Position annotation records

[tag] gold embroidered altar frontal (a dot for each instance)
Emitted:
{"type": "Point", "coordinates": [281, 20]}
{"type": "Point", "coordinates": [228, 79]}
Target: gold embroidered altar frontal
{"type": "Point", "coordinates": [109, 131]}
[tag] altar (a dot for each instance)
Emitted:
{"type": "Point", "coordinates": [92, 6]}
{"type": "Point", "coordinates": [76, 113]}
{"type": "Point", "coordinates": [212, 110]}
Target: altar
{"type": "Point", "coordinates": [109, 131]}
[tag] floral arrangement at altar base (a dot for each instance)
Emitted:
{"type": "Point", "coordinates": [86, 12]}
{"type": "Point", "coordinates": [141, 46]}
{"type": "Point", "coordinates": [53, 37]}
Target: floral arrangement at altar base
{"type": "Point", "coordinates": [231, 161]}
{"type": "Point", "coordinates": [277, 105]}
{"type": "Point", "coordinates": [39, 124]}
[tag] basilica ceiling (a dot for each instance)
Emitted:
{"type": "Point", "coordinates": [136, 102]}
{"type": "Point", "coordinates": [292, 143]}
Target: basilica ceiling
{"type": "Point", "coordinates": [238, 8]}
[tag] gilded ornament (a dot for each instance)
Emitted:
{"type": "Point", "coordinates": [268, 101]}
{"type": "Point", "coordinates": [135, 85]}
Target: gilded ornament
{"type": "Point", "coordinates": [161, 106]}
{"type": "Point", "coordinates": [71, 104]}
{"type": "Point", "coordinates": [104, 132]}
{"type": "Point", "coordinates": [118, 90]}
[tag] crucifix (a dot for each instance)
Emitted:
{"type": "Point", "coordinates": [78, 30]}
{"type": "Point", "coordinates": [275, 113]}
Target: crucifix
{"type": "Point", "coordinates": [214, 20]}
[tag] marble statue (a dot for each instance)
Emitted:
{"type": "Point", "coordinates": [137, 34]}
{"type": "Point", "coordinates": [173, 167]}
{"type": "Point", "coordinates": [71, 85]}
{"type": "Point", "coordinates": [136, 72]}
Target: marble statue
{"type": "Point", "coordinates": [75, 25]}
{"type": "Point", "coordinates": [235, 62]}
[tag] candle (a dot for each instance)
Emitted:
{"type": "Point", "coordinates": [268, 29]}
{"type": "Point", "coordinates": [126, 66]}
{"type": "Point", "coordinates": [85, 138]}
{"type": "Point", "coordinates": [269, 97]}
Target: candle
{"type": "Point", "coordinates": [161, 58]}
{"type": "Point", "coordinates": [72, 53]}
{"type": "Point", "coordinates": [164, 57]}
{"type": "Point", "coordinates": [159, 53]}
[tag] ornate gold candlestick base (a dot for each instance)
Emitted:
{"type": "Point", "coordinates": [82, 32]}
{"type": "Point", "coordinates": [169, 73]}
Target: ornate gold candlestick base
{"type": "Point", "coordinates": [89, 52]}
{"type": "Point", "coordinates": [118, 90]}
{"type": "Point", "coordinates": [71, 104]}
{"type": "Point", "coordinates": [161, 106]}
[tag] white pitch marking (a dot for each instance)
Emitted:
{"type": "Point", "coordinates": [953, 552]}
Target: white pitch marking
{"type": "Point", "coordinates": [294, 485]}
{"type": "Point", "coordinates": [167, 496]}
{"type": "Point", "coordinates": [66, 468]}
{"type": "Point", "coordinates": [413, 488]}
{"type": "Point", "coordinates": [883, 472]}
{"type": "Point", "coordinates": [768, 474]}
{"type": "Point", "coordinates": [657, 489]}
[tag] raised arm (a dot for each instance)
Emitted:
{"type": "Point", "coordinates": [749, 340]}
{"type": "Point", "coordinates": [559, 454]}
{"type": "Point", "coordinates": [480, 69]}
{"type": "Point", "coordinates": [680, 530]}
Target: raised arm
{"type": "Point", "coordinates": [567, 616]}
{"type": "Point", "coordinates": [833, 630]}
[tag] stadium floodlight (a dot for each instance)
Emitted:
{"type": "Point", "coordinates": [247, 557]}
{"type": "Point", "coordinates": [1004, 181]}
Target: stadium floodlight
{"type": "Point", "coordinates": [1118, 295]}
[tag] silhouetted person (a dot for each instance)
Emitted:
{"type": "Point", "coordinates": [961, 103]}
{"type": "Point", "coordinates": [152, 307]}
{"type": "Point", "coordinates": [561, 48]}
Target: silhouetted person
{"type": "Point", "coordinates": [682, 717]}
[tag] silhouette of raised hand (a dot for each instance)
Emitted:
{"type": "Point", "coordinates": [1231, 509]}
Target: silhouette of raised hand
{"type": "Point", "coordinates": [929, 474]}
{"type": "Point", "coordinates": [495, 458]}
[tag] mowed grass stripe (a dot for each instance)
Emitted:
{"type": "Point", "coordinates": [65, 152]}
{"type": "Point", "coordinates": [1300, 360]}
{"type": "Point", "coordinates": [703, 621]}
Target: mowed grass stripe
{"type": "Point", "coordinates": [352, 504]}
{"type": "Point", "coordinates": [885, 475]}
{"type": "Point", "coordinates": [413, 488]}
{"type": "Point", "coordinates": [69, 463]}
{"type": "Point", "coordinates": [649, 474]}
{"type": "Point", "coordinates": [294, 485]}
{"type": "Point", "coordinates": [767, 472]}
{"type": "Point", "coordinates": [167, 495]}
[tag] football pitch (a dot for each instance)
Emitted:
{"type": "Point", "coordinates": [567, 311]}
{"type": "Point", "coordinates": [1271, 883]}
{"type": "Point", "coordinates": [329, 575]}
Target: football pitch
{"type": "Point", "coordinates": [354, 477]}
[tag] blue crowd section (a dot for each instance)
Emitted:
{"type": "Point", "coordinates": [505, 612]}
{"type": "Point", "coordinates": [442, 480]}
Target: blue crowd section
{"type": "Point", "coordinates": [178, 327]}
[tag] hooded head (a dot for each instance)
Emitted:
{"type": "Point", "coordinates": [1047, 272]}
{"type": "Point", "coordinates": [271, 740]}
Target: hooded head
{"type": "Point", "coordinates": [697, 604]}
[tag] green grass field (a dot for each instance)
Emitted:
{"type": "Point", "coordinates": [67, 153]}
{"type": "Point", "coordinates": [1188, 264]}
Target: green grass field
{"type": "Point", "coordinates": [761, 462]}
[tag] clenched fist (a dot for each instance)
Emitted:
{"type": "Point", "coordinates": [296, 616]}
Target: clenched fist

== Problem requirements ==
Copy out every line of the records above word for word, changing nothing.

== Response ==
[tag] gold embroidered altar frontal (a dot for each instance)
Emitted:
{"type": "Point", "coordinates": [281, 20]}
{"type": "Point", "coordinates": [228, 79]}
Target: gold embroidered altar frontal
{"type": "Point", "coordinates": [109, 131]}
[tag] altar (a dot for each instance)
Emitted:
{"type": "Point", "coordinates": [92, 6]}
{"type": "Point", "coordinates": [76, 113]}
{"type": "Point", "coordinates": [212, 110]}
Target: altar
{"type": "Point", "coordinates": [109, 131]}
[tag] floral arrangement at altar base (a dot for each instance)
Emitted:
{"type": "Point", "coordinates": [86, 12]}
{"type": "Point", "coordinates": [141, 46]}
{"type": "Point", "coordinates": [53, 37]}
Target: floral arrangement at altar base
{"type": "Point", "coordinates": [231, 161]}
{"type": "Point", "coordinates": [277, 105]}
{"type": "Point", "coordinates": [39, 124]}
[tag] basilica ceiling (a dot for each instance)
Emitted:
{"type": "Point", "coordinates": [136, 102]}
{"type": "Point", "coordinates": [292, 143]}
Target: basilica ceiling
{"type": "Point", "coordinates": [238, 8]}
[tag] gilded ornament (a dot for each instance)
Emitted:
{"type": "Point", "coordinates": [268, 101]}
{"type": "Point", "coordinates": [135, 85]}
Target: gilded ornament
{"type": "Point", "coordinates": [161, 106]}
{"type": "Point", "coordinates": [71, 104]}
{"type": "Point", "coordinates": [104, 132]}
{"type": "Point", "coordinates": [118, 90]}
[tag] crucifix (a dot for each instance)
Emitted:
{"type": "Point", "coordinates": [78, 30]}
{"type": "Point", "coordinates": [275, 113]}
Target: crucifix
{"type": "Point", "coordinates": [214, 20]}
[tag] marble statue (a dot for each instance)
Emitted:
{"type": "Point", "coordinates": [137, 34]}
{"type": "Point", "coordinates": [173, 167]}
{"type": "Point", "coordinates": [71, 85]}
{"type": "Point", "coordinates": [136, 72]}
Target: marble statue
{"type": "Point", "coordinates": [75, 25]}
{"type": "Point", "coordinates": [235, 62]}
[tag] candle (a dot for each instance)
Emitted:
{"type": "Point", "coordinates": [268, 29]}
{"type": "Point", "coordinates": [126, 66]}
{"type": "Point", "coordinates": [85, 138]}
{"type": "Point", "coordinates": [269, 97]}
Target: candle
{"type": "Point", "coordinates": [161, 58]}
{"type": "Point", "coordinates": [72, 53]}
{"type": "Point", "coordinates": [164, 57]}
{"type": "Point", "coordinates": [159, 53]}
[tag] ornate gold candlestick base (a dot for each instance)
Emitted:
{"type": "Point", "coordinates": [82, 32]}
{"type": "Point", "coordinates": [169, 73]}
Target: ornate gold candlestick base
{"type": "Point", "coordinates": [89, 52]}
{"type": "Point", "coordinates": [118, 90]}
{"type": "Point", "coordinates": [71, 104]}
{"type": "Point", "coordinates": [161, 106]}
[tag] white pitch marking (a dot for each instance)
Emitted:
{"type": "Point", "coordinates": [953, 552]}
Target: white pitch marking
{"type": "Point", "coordinates": [294, 485]}
{"type": "Point", "coordinates": [167, 496]}
{"type": "Point", "coordinates": [66, 468]}
{"type": "Point", "coordinates": [413, 488]}
{"type": "Point", "coordinates": [883, 472]}
{"type": "Point", "coordinates": [768, 474]}
{"type": "Point", "coordinates": [657, 489]}
[tag] raised arm (a dot for each instance)
Emitted:
{"type": "Point", "coordinates": [749, 340]}
{"type": "Point", "coordinates": [559, 454]}
{"type": "Point", "coordinates": [480, 69]}
{"type": "Point", "coordinates": [680, 530]}
Target: raised arm
{"type": "Point", "coordinates": [567, 616]}
{"type": "Point", "coordinates": [833, 630]}
[tag] stadium floodlight (a dot for each instance)
Emitted:
{"type": "Point", "coordinates": [247, 557]}
{"type": "Point", "coordinates": [1004, 181]}
Target: stadium floodlight
{"type": "Point", "coordinates": [1118, 295]}
[tag] silhouetted person (a dot for each instance)
Emitted:
{"type": "Point", "coordinates": [961, 103]}
{"type": "Point", "coordinates": [152, 307]}
{"type": "Point", "coordinates": [561, 48]}
Target: silhouetted person
{"type": "Point", "coordinates": [682, 717]}
[tag] silhouette of raised hand (a dot for each instance)
Emitted:
{"type": "Point", "coordinates": [1231, 509]}
Target: silhouette of raised hand
{"type": "Point", "coordinates": [929, 474]}
{"type": "Point", "coordinates": [495, 458]}
[tag] mowed grass stripe (a dot for each instance)
Emitted:
{"type": "Point", "coordinates": [65, 152]}
{"type": "Point", "coordinates": [1300, 360]}
{"type": "Point", "coordinates": [703, 621]}
Target: mowed grass stripe
{"type": "Point", "coordinates": [352, 504]}
{"type": "Point", "coordinates": [885, 475]}
{"type": "Point", "coordinates": [413, 488]}
{"type": "Point", "coordinates": [69, 463]}
{"type": "Point", "coordinates": [649, 474]}
{"type": "Point", "coordinates": [294, 485]}
{"type": "Point", "coordinates": [767, 472]}
{"type": "Point", "coordinates": [167, 495]}
[tag] football pitch (a dot for each instance)
Emitted:
{"type": "Point", "coordinates": [567, 311]}
{"type": "Point", "coordinates": [1271, 883]}
{"type": "Point", "coordinates": [329, 575]}
Target: football pitch
{"type": "Point", "coordinates": [354, 477]}
[tag] blue crowd section (a dot for each instance)
Emitted:
{"type": "Point", "coordinates": [505, 612]}
{"type": "Point", "coordinates": [442, 480]}
Target: blue crowd section
{"type": "Point", "coordinates": [178, 327]}
[tag] hooded head (a dot for each instance)
Emitted:
{"type": "Point", "coordinates": [1047, 272]}
{"type": "Point", "coordinates": [271, 740]}
Target: hooded head
{"type": "Point", "coordinates": [697, 604]}
[tag] green grass field (a dot for each instance)
Emitted:
{"type": "Point", "coordinates": [67, 153]}
{"type": "Point", "coordinates": [1188, 264]}
Target: green grass field
{"type": "Point", "coordinates": [761, 462]}
[tag] clenched fist (a dot for each instance)
Emitted:
{"type": "Point", "coordinates": [296, 616]}
Target: clenched fist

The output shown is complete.